** DOCUMENT SEGMENT follows **

Financial planning key to comfortable retirement

No matter how active we are today, there will come a time when we will have to retire. However, our living expenses such as food, medical care, housing and electricity do not retire.

Monday, December 11, 2017

No matter how active we are today, there will come a time when we will have to retire. However, our living expenses such as food, medical care, housing and electricity do not retire.

Saving in a retirement benefits scheme now helps us to save and create the income needed in retirement to cater for these expenses.

However, majority see retirement as far too away and the reality only dawns on them a few years or even months to actual retirement. The problem is compounded more in countries with youthful working population like Rwanda.

It is a reality that parents will not be able to depend on their children for their upkeep in old age due to the breakdown in the traditional African social security system that provided security in old age.

Saving in an approved pension scheme is one sure way of keeping your savings safe from tax. Contributions to an approved pension scheme are tax exempt as per the set limits (Frw100,000 per month or 10% of salary, whichever is less).

The return earned on the investments is also tax exempt. An approved pension scheme remains the most tax efficient way of saving in Rwanda today and indeed in most parts of the world.

Experience has shown that in the long term, the composition of final benefit range from thirty to forty percent (30%-40%) as capital contributions with the balance of seventy to sixty per cent (70%-60%) resulting from investment income on contributions, tax savings and resultant compound interest. People are now living longer due to advances in the medicine. You will therefore need more resources in retirement to cater for the expected longer life. The sustainability of reasonable standard of leaving in retirement is purely dependent on the accumulated retirement savings during working life.

** End of DOCUMENT SEGMENT **
** DATA EXTRACT follows **

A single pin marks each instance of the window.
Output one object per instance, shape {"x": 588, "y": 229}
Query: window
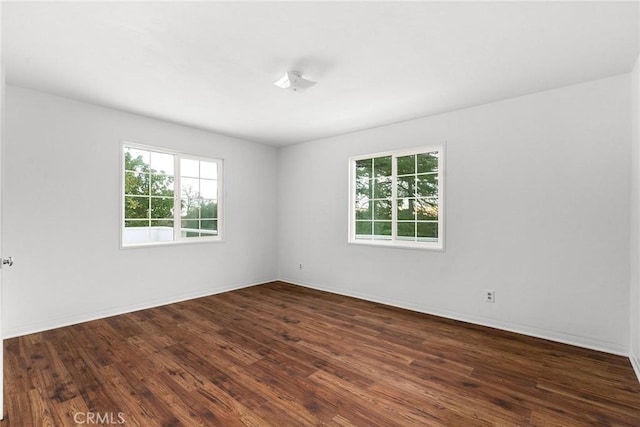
{"x": 169, "y": 197}
{"x": 396, "y": 199}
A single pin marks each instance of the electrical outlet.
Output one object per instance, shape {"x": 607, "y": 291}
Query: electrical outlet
{"x": 489, "y": 295}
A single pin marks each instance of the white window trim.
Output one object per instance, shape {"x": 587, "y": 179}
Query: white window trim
{"x": 177, "y": 239}
{"x": 394, "y": 242}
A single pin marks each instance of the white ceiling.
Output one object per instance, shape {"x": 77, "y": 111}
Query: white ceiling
{"x": 212, "y": 64}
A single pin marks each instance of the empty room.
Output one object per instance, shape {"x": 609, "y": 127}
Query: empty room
{"x": 320, "y": 213}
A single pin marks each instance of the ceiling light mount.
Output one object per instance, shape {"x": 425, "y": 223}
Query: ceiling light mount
{"x": 293, "y": 81}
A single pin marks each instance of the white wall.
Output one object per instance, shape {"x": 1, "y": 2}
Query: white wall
{"x": 537, "y": 209}
{"x": 62, "y": 214}
{"x": 634, "y": 296}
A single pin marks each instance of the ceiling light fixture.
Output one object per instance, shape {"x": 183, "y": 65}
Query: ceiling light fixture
{"x": 292, "y": 80}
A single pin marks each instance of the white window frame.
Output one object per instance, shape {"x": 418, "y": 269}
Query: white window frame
{"x": 394, "y": 242}
{"x": 177, "y": 238}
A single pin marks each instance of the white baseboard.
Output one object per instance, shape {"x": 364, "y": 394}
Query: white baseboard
{"x": 635, "y": 362}
{"x": 87, "y": 317}
{"x": 564, "y": 338}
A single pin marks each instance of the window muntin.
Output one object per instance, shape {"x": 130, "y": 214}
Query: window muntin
{"x": 169, "y": 197}
{"x": 396, "y": 199}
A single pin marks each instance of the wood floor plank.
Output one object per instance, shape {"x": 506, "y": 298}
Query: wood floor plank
{"x": 282, "y": 355}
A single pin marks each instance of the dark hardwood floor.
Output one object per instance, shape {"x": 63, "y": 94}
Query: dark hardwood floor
{"x": 283, "y": 355}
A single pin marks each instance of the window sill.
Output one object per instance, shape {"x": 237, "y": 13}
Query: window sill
{"x": 171, "y": 243}
{"x": 399, "y": 245}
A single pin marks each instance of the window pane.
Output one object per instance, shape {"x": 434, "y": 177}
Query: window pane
{"x": 363, "y": 210}
{"x": 208, "y": 209}
{"x": 382, "y": 166}
{"x": 364, "y": 229}
{"x": 407, "y": 230}
{"x": 210, "y": 225}
{"x": 427, "y": 162}
{"x": 136, "y": 207}
{"x": 190, "y": 225}
{"x": 162, "y": 163}
{"x": 161, "y": 185}
{"x": 136, "y": 183}
{"x": 427, "y": 185}
{"x": 136, "y": 160}
{"x": 364, "y": 188}
{"x": 427, "y": 209}
{"x": 208, "y": 170}
{"x": 427, "y": 230}
{"x": 190, "y": 168}
{"x": 382, "y": 230}
{"x": 382, "y": 209}
{"x": 190, "y": 207}
{"x": 208, "y": 189}
{"x": 364, "y": 169}
{"x": 406, "y": 186}
{"x": 190, "y": 188}
{"x": 382, "y": 188}
{"x": 406, "y": 209}
{"x": 407, "y": 165}
{"x": 161, "y": 207}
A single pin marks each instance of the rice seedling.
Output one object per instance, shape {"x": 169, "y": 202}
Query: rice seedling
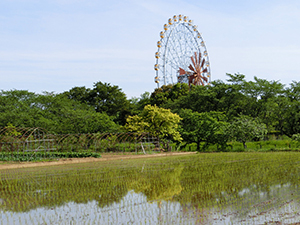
{"x": 226, "y": 188}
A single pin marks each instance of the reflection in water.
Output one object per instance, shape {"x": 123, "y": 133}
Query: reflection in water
{"x": 135, "y": 209}
{"x": 202, "y": 189}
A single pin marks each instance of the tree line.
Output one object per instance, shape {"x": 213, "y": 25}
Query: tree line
{"x": 214, "y": 114}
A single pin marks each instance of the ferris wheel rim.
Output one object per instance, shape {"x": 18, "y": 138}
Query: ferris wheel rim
{"x": 188, "y": 30}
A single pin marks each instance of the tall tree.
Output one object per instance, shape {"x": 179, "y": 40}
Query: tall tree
{"x": 159, "y": 122}
{"x": 245, "y": 128}
{"x": 204, "y": 129}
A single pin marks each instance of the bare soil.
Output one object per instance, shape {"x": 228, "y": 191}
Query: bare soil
{"x": 105, "y": 157}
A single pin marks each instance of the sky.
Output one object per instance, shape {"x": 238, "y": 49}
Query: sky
{"x": 55, "y": 45}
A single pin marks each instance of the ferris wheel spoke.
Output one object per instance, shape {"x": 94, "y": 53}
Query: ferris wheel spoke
{"x": 179, "y": 42}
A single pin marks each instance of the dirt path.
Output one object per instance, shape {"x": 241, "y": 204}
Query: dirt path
{"x": 105, "y": 157}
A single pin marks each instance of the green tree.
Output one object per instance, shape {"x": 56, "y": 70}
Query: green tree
{"x": 159, "y": 122}
{"x": 245, "y": 128}
{"x": 104, "y": 98}
{"x": 207, "y": 127}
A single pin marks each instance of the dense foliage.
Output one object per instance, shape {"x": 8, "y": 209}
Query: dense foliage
{"x": 214, "y": 114}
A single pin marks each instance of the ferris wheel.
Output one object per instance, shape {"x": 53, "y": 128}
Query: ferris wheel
{"x": 182, "y": 55}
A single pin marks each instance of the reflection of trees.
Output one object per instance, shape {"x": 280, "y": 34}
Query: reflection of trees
{"x": 197, "y": 182}
{"x": 160, "y": 184}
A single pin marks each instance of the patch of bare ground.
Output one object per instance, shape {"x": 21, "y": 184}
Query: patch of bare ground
{"x": 105, "y": 157}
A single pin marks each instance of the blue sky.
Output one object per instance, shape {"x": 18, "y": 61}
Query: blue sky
{"x": 59, "y": 44}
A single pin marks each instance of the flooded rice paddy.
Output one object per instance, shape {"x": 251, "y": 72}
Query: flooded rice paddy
{"x": 218, "y": 188}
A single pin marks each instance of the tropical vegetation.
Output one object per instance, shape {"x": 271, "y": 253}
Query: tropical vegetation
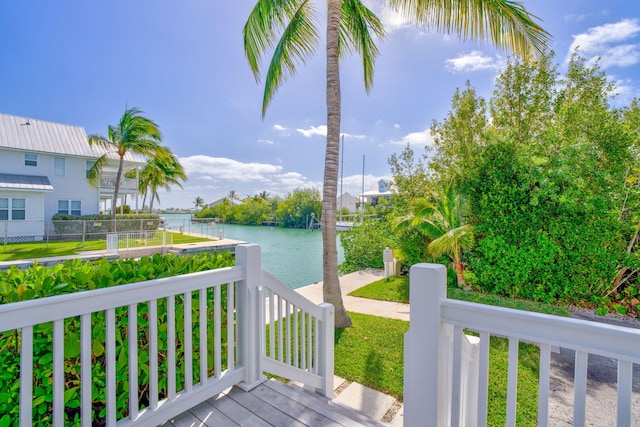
{"x": 547, "y": 169}
{"x": 291, "y": 31}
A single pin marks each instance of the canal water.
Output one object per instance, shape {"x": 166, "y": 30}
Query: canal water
{"x": 294, "y": 256}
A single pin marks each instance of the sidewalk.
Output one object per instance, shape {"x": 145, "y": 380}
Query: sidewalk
{"x": 377, "y": 404}
{"x": 352, "y": 281}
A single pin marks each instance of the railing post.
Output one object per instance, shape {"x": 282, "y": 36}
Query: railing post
{"x": 250, "y": 315}
{"x": 428, "y": 287}
{"x": 326, "y": 353}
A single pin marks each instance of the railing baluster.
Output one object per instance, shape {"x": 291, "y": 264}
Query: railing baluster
{"x": 483, "y": 378}
{"x": 217, "y": 336}
{"x": 111, "y": 366}
{"x": 288, "y": 331}
{"x": 296, "y": 353}
{"x": 512, "y": 382}
{"x": 580, "y": 389}
{"x": 153, "y": 353}
{"x": 272, "y": 326}
{"x": 231, "y": 331}
{"x": 303, "y": 339}
{"x": 310, "y": 343}
{"x": 316, "y": 345}
{"x": 171, "y": 346}
{"x": 188, "y": 343}
{"x": 543, "y": 385}
{"x": 85, "y": 370}
{"x": 204, "y": 371}
{"x": 280, "y": 328}
{"x": 26, "y": 376}
{"x": 456, "y": 376}
{"x": 133, "y": 361}
{"x": 625, "y": 382}
{"x": 58, "y": 372}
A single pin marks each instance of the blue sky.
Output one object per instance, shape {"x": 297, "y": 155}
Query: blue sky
{"x": 82, "y": 62}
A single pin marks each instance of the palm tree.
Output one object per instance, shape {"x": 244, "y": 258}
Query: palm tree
{"x": 198, "y": 202}
{"x": 441, "y": 221}
{"x": 162, "y": 171}
{"x": 290, "y": 29}
{"x": 134, "y": 133}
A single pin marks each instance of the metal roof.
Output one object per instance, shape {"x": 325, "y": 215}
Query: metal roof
{"x": 39, "y": 136}
{"x": 24, "y": 182}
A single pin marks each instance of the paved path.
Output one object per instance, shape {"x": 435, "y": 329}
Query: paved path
{"x": 602, "y": 382}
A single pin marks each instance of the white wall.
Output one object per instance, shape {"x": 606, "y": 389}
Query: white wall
{"x": 73, "y": 186}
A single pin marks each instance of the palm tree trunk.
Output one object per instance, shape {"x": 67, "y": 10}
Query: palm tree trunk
{"x": 331, "y": 283}
{"x": 116, "y": 190}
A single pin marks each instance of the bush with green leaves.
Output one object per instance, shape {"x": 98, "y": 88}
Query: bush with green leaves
{"x": 75, "y": 276}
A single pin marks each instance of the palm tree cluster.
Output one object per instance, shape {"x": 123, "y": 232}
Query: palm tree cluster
{"x": 139, "y": 135}
{"x": 290, "y": 30}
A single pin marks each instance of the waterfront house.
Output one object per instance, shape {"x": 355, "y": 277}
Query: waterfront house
{"x": 43, "y": 171}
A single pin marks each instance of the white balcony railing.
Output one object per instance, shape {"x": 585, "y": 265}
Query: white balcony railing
{"x": 447, "y": 384}
{"x": 186, "y": 337}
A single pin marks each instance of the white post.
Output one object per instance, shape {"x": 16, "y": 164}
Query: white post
{"x": 428, "y": 286}
{"x": 250, "y": 320}
{"x": 326, "y": 353}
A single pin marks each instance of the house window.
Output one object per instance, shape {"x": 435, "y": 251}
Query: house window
{"x": 15, "y": 207}
{"x": 90, "y": 164}
{"x": 18, "y": 209}
{"x": 59, "y": 166}
{"x": 31, "y": 160}
{"x": 70, "y": 207}
{"x": 4, "y": 209}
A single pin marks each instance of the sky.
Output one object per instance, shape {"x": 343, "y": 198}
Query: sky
{"x": 83, "y": 63}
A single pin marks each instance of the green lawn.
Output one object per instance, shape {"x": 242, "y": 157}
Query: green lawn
{"x": 371, "y": 353}
{"x": 30, "y": 250}
{"x": 397, "y": 289}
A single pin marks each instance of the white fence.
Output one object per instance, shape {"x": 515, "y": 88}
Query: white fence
{"x": 203, "y": 340}
{"x": 447, "y": 384}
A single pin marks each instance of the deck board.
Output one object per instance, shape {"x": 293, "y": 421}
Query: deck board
{"x": 272, "y": 404}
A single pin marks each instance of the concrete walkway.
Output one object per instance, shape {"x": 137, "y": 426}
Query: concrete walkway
{"x": 379, "y": 405}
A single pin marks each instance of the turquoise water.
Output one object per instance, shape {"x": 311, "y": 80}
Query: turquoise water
{"x": 293, "y": 256}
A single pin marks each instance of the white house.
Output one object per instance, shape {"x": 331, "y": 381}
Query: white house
{"x": 43, "y": 171}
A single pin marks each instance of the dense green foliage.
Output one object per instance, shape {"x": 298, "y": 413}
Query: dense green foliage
{"x": 294, "y": 211}
{"x": 364, "y": 243}
{"x": 547, "y": 168}
{"x": 74, "y": 276}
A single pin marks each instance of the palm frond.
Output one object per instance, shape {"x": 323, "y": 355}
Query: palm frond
{"x": 297, "y": 42}
{"x": 357, "y": 28}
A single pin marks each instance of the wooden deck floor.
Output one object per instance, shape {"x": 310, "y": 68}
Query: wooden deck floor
{"x": 272, "y": 404}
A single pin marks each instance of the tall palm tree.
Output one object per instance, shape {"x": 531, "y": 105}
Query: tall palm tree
{"x": 162, "y": 171}
{"x": 133, "y": 134}
{"x": 198, "y": 202}
{"x": 441, "y": 221}
{"x": 290, "y": 29}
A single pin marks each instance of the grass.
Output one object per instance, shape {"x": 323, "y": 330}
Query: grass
{"x": 31, "y": 250}
{"x": 371, "y": 353}
{"x": 397, "y": 289}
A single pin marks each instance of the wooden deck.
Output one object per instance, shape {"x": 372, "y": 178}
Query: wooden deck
{"x": 272, "y": 404}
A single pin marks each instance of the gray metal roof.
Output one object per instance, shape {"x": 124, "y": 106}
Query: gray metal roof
{"x": 25, "y": 182}
{"x": 39, "y": 136}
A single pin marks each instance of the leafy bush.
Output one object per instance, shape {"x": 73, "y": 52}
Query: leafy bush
{"x": 363, "y": 245}
{"x": 75, "y": 276}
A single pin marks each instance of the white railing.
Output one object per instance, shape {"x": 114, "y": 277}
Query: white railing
{"x": 138, "y": 239}
{"x": 438, "y": 391}
{"x": 152, "y": 349}
{"x": 299, "y": 340}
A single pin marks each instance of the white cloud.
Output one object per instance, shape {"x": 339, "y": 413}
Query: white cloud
{"x": 423, "y": 138}
{"x": 313, "y": 130}
{"x": 612, "y": 43}
{"x": 474, "y": 61}
{"x": 223, "y": 168}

** End of DATA EXTRACT **

EXERCISE PROMPT:
Decide whether each statement below agrees with the retirement planning article above. Answer yes or no for each and quote the words from the article that settle it.
1. Contributions to an approved pension scheme are tax exempt up to Frw100,000 per month or 10% of salary, whichever is less.
2. The return earned on the investments in an approved pension scheme is taxed.
3. In the long term, capital contributions make up most of the final benefit.

THE COMPLETED TASK:
1. Yes: "Contributions to an approved pension scheme are tax exempt as per the set limits (Frw100,000 per month or 10% of salary, whichever is less)."
2. No: "The return earned on the investments is also tax exempt."
3. No: "the composition of final benefit range from thirty to forty percent (30%-40%) as capital contributions with the balance of seventy to sixty per cent (70%-60%) resulting from investment income on contributions, tax savings and resultant compound interest."